* **Указание 1**
Воспроизведите без единого изменения весь фрагмент об образе куста в поэзии Цветаевой.

* **Источник**

-----

Показательно, что, хотя иногда куст в поэзии Цветаевой непосредственно соотнесен с Неопалимой купиной, обыкновенно (в том числе и в «Кусте») его образ не содержит прямых отсылок к ветхозаветному прообразу. Не случайно и то, что аллюзии на крестную смерть Христа в «Кусте» даны лишь пунктиром. И. Шевеленко заметила о стихотворении Цветаевой «Тоска по родине! Давно…», написанном в один год с двойчаткой: «<…> Куст в этом стихотворении столько же природный образ, сколько божественный – Неопалимая купина, которую в красный, огненный цвет и “окрашивает” рябина. Синкретизм найденного образа кодирует важное для Цветаевой представление о “двойном” родстве поэта – с божественным и с природным началами»[879]. Подобный синкретизм характерен и для «Куста».

-----

* **Материал для обработки**
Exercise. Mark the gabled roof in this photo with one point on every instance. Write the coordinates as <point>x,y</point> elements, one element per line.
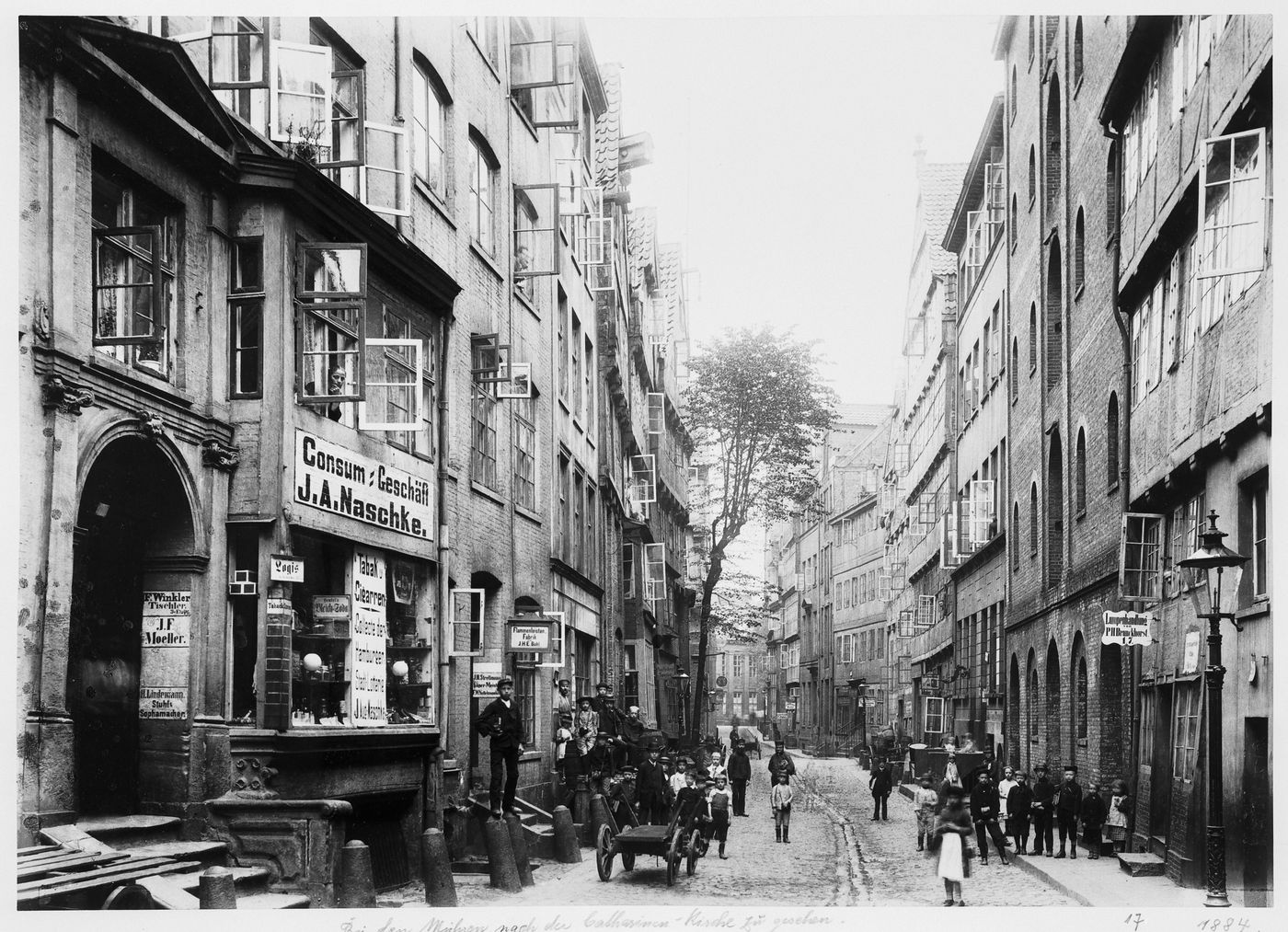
<point>939,184</point>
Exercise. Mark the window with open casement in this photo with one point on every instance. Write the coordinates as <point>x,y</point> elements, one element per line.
<point>654,571</point>
<point>467,622</point>
<point>536,231</point>
<point>134,264</point>
<point>330,293</point>
<point>1140,558</point>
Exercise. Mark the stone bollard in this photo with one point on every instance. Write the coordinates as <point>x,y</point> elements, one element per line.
<point>567,848</point>
<point>519,845</point>
<point>215,889</point>
<point>357,889</point>
<point>435,869</point>
<point>500,857</point>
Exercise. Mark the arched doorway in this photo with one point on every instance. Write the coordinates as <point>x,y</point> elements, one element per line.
<point>134,512</point>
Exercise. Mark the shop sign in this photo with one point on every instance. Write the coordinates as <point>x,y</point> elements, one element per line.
<point>528,636</point>
<point>369,636</point>
<point>1126,628</point>
<point>1191,651</point>
<point>486,677</point>
<point>282,568</point>
<point>165,628</point>
<point>339,481</point>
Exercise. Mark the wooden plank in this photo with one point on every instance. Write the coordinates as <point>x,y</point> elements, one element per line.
<point>76,886</point>
<point>106,871</point>
<point>67,863</point>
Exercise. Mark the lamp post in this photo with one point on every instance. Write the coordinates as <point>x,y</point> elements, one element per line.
<point>1206,590</point>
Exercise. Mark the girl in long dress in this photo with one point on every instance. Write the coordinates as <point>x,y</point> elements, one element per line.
<point>952,826</point>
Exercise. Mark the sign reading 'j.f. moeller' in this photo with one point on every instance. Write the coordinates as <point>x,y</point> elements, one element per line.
<point>340,481</point>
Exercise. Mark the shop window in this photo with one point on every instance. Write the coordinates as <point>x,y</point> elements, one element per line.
<point>330,290</point>
<point>429,122</point>
<point>1140,558</point>
<point>247,318</point>
<point>467,622</point>
<point>135,260</point>
<point>483,168</point>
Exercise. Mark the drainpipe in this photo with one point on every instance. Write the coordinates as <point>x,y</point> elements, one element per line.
<point>1133,654</point>
<point>444,550</point>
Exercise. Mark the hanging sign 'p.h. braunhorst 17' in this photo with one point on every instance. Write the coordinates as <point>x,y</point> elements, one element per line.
<point>338,480</point>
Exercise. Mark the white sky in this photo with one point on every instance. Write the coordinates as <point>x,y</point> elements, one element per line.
<point>783,164</point>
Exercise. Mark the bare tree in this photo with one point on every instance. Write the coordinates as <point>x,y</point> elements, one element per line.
<point>757,407</point>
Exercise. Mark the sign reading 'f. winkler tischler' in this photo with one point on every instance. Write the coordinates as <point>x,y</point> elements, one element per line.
<point>338,480</point>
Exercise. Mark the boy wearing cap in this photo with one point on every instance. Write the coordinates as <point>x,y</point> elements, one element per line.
<point>720,800</point>
<point>501,722</point>
<point>1043,810</point>
<point>1019,806</point>
<point>1068,805</point>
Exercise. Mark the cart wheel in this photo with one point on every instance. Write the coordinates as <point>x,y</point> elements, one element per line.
<point>673,857</point>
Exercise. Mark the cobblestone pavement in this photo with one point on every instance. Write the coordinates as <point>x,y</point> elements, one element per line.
<point>759,870</point>
<point>891,871</point>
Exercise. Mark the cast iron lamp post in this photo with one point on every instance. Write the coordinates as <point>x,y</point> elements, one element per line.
<point>1206,591</point>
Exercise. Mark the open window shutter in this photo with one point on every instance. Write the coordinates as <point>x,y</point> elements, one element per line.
<point>129,290</point>
<point>536,242</point>
<point>300,93</point>
<point>467,623</point>
<point>386,170</point>
<point>534,58</point>
<point>393,374</point>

-----

* **Указание 2**
Перепишите без изменений строки записей, начиная с самой первой и заканчивая строкой, в которой стоит "<point>939,184</point>", причем обе крайние строки тоже входят. Изображения в ответ не включайте.

* **Решение задания 1**
Показательно, что, хотя иногда куст в поэзии Цветаевой непосредственно соотнесен с Неопалимой купиной, обыкновенно (в том числе и в «Кусте») его образ не содержит прямых отсылок к ветхозаветному прообразу. Не случайно и то, что аллюзии на крестную смерть Христа в «Кусте» даны лишь пунктиром. И. Шевеленко заметила о стихотворении Цветаевой «Тоска по родине! Давно…», написанном в один год с двойчаткой: «<…> Куст в этом стихотворении столько же природный образ, сколько божественный – Неопалимая купина, которую в красный, огненный цвет и “окрашивает” рябина. Синкретизм найденного образа кодирует важное для Цветаевой представление о “двойном” родстве поэта – с божественным и с природным началами»[879]. Подобный синкретизм характерен и для «Куста».

* **Решение задания 2**
Exercise. Mark the gabled roof in this photo with one point on every instance. Write the coordinates as <point>x,y</point> elements, one element per line.
<point>939,184</point>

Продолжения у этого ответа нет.